#### Given request:
Please reproduce every one of the lines below word for word, omitting the pictures.

— START OF Material shown —

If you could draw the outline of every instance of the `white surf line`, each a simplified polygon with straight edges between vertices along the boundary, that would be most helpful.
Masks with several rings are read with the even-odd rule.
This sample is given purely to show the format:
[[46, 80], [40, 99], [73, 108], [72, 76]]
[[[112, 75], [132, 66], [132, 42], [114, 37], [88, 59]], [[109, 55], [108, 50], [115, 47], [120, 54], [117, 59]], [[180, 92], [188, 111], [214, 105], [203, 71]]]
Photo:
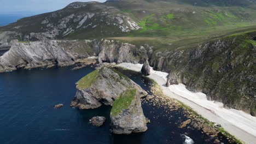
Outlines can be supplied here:
[[[130, 70], [140, 71], [142, 64], [123, 63], [117, 65]], [[166, 86], [167, 73], [150, 70], [148, 77], [155, 80], [167, 96], [190, 106], [209, 121], [219, 123], [231, 134], [248, 144], [256, 142], [256, 117], [235, 109], [226, 109], [219, 102], [208, 100], [202, 93], [193, 93], [183, 84]]]

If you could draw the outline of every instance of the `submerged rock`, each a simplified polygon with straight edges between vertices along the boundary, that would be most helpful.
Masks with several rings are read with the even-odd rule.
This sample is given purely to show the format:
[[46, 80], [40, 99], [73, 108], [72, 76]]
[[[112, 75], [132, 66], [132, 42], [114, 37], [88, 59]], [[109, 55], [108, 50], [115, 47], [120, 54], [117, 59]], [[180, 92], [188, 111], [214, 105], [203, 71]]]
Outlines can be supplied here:
[[116, 134], [141, 133], [148, 129], [147, 121], [136, 89], [127, 89], [114, 103], [110, 112], [111, 128]]
[[57, 108], [60, 108], [60, 107], [62, 107], [62, 106], [64, 106], [63, 104], [57, 104], [57, 105], [55, 105], [55, 106], [54, 106], [54, 108], [57, 109]]
[[106, 117], [94, 117], [90, 119], [90, 122], [95, 127], [100, 127], [106, 121]]
[[144, 63], [143, 66], [141, 69], [141, 73], [145, 76], [150, 75], [150, 67], [149, 67], [149, 64], [148, 63], [148, 61], [146, 61]]
[[147, 95], [125, 75], [104, 66], [83, 77], [76, 84], [77, 91], [71, 106], [80, 109], [95, 109], [102, 104], [112, 105], [118, 95], [128, 88], [136, 89], [140, 96]]

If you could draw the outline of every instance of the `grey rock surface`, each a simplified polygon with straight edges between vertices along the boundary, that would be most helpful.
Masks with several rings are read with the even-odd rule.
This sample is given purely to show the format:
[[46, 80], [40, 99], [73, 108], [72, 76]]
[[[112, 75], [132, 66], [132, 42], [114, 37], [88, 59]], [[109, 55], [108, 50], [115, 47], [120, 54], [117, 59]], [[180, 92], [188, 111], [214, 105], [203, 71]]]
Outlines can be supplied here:
[[138, 92], [136, 92], [130, 106], [127, 109], [122, 109], [120, 113], [114, 115], [112, 111], [111, 128], [113, 133], [130, 134], [132, 133], [144, 132], [148, 129], [148, 121], [141, 107], [139, 95]]
[[[10, 49], [0, 57], [0, 73], [18, 69], [47, 68], [74, 64], [77, 60], [98, 56], [100, 62], [138, 63], [147, 57], [146, 49], [108, 40], [12, 40]], [[143, 53], [144, 52], [144, 53]], [[139, 54], [137, 54], [139, 53]]]
[[147, 61], [142, 66], [142, 68], [141, 69], [141, 73], [145, 76], [150, 75], [150, 67], [148, 61]]
[[118, 95], [129, 87], [136, 88], [142, 97], [147, 95], [139, 85], [113, 69], [103, 66], [94, 72], [98, 74], [89, 87], [79, 87], [79, 83], [89, 80], [86, 76], [77, 83], [77, 91], [71, 106], [89, 109], [112, 105]]
[[97, 116], [91, 118], [91, 119], [90, 119], [90, 122], [95, 127], [100, 127], [103, 124], [106, 119], [106, 118], [104, 117]]

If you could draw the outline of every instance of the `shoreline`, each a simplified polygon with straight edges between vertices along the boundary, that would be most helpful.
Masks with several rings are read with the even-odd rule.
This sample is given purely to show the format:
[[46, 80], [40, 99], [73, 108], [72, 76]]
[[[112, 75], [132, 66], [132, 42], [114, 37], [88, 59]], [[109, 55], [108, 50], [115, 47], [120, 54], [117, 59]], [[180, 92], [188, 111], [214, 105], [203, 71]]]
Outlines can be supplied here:
[[[142, 65], [127, 63], [117, 65], [136, 71], [140, 71]], [[155, 81], [165, 95], [189, 106], [208, 120], [221, 124], [230, 134], [247, 143], [255, 143], [256, 117], [241, 111], [225, 109], [222, 103], [208, 100], [202, 93], [191, 92], [184, 85], [167, 87], [166, 83], [168, 74], [150, 69], [150, 75], [147, 77]]]

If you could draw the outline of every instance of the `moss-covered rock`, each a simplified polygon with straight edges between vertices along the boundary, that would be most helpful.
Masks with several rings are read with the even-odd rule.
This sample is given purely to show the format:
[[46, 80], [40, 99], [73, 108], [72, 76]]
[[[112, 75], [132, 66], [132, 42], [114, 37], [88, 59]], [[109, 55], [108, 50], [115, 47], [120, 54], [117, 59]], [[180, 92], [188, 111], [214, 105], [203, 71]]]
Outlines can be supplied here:
[[127, 88], [135, 88], [144, 96], [147, 93], [125, 75], [114, 69], [102, 67], [81, 79], [71, 106], [81, 109], [112, 105], [118, 95]]
[[126, 89], [117, 98], [110, 112], [113, 133], [130, 134], [148, 129], [139, 95], [136, 89], [131, 88]]

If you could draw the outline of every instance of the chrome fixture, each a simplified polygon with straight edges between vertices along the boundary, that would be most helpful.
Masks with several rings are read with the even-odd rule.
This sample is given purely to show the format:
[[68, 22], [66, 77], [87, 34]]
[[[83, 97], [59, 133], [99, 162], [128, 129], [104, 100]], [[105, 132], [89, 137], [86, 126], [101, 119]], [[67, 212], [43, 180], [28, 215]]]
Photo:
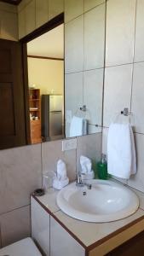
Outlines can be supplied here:
[[124, 108], [123, 111], [121, 111], [120, 113], [121, 114], [124, 114], [125, 116], [128, 116], [128, 115], [131, 115], [132, 113], [129, 111], [129, 108]]
[[77, 174], [77, 177], [76, 177], [76, 186], [78, 186], [78, 187], [87, 186], [88, 189], [92, 189], [92, 184], [89, 184], [89, 183], [83, 182], [82, 175], [80, 173]]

— END OF Material shown —

#### Final result:
If you could draw the outline of every instance of the `white surf line`, each a simplified polygon with straight edges between vertices along the boundary, that would be most helpful.
Masks with several rings are read with the even-odd rule.
This sample is given purely to show the format:
[[46, 80], [40, 99], [73, 108], [72, 76]]
[[[112, 75], [132, 66], [132, 42], [114, 37], [88, 59]], [[109, 55], [108, 50], [115, 47], [120, 54], [117, 59]], [[180, 92], [188, 111], [214, 105], [203, 71]]]
Photo:
Outlines can be supplied here:
[[[130, 70], [140, 71], [142, 64], [123, 63], [117, 65]], [[166, 86], [167, 73], [150, 70], [148, 77], [155, 80], [167, 96], [190, 106], [209, 121], [219, 123], [231, 134], [248, 144], [256, 142], [256, 117], [235, 109], [226, 109], [219, 102], [208, 100], [202, 93], [193, 93], [183, 84]]]

If you could draw the outline of every instance of the `submerged rock`, each a simplified polygon with straight edges between vertices along the boundary, that would be most helpful.
Masks with several rings are read with the even-odd rule.
This sample is given purely to show the format:
[[46, 80], [40, 99], [73, 108], [72, 76]]
[[[112, 75], [132, 66], [132, 42], [114, 37], [88, 59]], [[109, 55], [108, 50], [115, 47], [120, 54], [117, 59]], [[180, 92], [188, 111], [214, 105], [203, 71]]]
Outlines can be supplied here:
[[116, 134], [141, 133], [148, 129], [147, 121], [136, 89], [127, 89], [114, 103], [110, 112], [111, 128]]
[[57, 108], [60, 108], [60, 107], [62, 107], [62, 106], [64, 106], [63, 104], [57, 104], [57, 105], [55, 105], [55, 106], [54, 106], [54, 108], [57, 109]]
[[106, 117], [94, 117], [90, 119], [90, 122], [95, 127], [100, 127], [106, 121]]
[[144, 63], [143, 66], [141, 69], [141, 73], [145, 76], [150, 75], [150, 67], [149, 67], [149, 64], [148, 63], [148, 61], [146, 61]]
[[147, 95], [125, 75], [104, 66], [83, 77], [76, 84], [77, 91], [71, 106], [80, 109], [95, 109], [102, 104], [112, 105], [118, 95], [128, 88], [136, 89], [140, 96]]

If you could draw the outline of every instance of the `grey rock surface`, each a simplified polygon with straight edges between vertices along the boundary, that would be most helpful.
Masks with several rings are read with the even-odd rule.
This sample is given purely to show the format:
[[46, 80], [40, 99], [73, 108], [72, 76]]
[[[112, 75], [132, 66], [132, 42], [114, 37], [88, 59]], [[109, 55], [108, 50], [115, 47], [120, 54], [117, 59]], [[180, 92], [188, 111], [214, 105], [203, 71]]]
Outlines can be supplied here:
[[138, 92], [136, 92], [130, 106], [127, 109], [122, 109], [120, 113], [114, 115], [112, 111], [111, 128], [113, 133], [130, 134], [132, 133], [144, 132], [148, 129], [148, 121], [141, 107], [139, 95]]
[[[10, 49], [0, 57], [0, 73], [18, 69], [47, 68], [74, 64], [77, 60], [98, 56], [100, 62], [138, 63], [147, 57], [146, 49], [108, 40], [12, 40]], [[143, 53], [144, 52], [144, 53]], [[139, 54], [137, 54], [139, 53]]]
[[147, 61], [142, 66], [142, 68], [141, 69], [141, 73], [145, 76], [150, 75], [150, 67], [148, 61]]
[[118, 95], [129, 87], [136, 88], [142, 97], [147, 95], [139, 85], [113, 69], [103, 66], [94, 72], [98, 74], [89, 87], [79, 87], [79, 83], [89, 80], [86, 76], [77, 83], [77, 91], [71, 106], [89, 109], [112, 105]]
[[97, 116], [91, 118], [91, 119], [90, 119], [90, 122], [95, 127], [100, 127], [103, 124], [106, 119], [106, 118], [104, 117]]

If you could draw the outline of every instance of the `shoreline`, each a simplified polygon with straight edges between vertices along the boundary, that would be most helpful.
Masks with several rings are read with the even-odd rule.
This sample is given purely to show the format:
[[46, 80], [40, 99], [73, 108], [72, 76]]
[[[112, 75], [132, 66], [132, 42], [114, 37], [88, 59]], [[109, 55], [108, 50], [115, 47], [120, 54], [117, 59]], [[180, 92], [188, 111], [214, 105], [203, 71]]]
Outlines can be supplied here:
[[[142, 65], [127, 63], [117, 65], [136, 71], [140, 71]], [[155, 81], [165, 95], [189, 106], [208, 120], [221, 124], [230, 134], [247, 143], [255, 143], [256, 117], [241, 111], [225, 109], [222, 103], [208, 100], [202, 93], [191, 92], [184, 85], [167, 87], [166, 83], [168, 74], [150, 69], [150, 75], [147, 77]]]

If you could draw the outline of every instance of the `moss-covered rock`, each a simplified polygon with straight edges between vertices along the boundary, that would be most helpful.
Masks with several rings are read with the even-odd rule.
This sample is given purely to show the format:
[[46, 80], [40, 99], [73, 108], [72, 76]]
[[[112, 75], [132, 66], [132, 42], [114, 37], [88, 59]], [[109, 55], [108, 50], [115, 47], [120, 54], [117, 59]], [[180, 92], [188, 111], [214, 105], [203, 71]]]
Outlines can be supplied here:
[[127, 88], [135, 88], [144, 96], [147, 93], [125, 75], [114, 69], [102, 67], [81, 79], [71, 106], [81, 109], [112, 105], [118, 95]]
[[126, 89], [117, 98], [110, 112], [113, 133], [130, 134], [148, 129], [139, 95], [136, 89], [131, 88]]

If you could draw the outline of every instance of the chrome fixture, each a simplified polygon with straight edges between vertices along the boundary, that would be most helpful.
Masks with several rings are read with the even-odd rule.
This sample is given purely to show the format:
[[68, 22], [66, 77], [87, 34]]
[[[83, 97], [59, 133], [99, 162], [128, 129], [104, 100]], [[105, 132], [89, 137], [86, 126], [101, 119]], [[67, 212], [43, 180], [28, 215]]]
Photo:
Outlines can be supplied here:
[[124, 108], [123, 111], [121, 111], [120, 113], [121, 114], [124, 114], [125, 116], [128, 116], [128, 115], [131, 115], [132, 113], [129, 111], [129, 108]]
[[77, 174], [77, 177], [76, 177], [76, 186], [78, 186], [78, 187], [87, 186], [88, 189], [92, 189], [92, 184], [89, 184], [89, 183], [83, 182], [82, 175], [80, 173]]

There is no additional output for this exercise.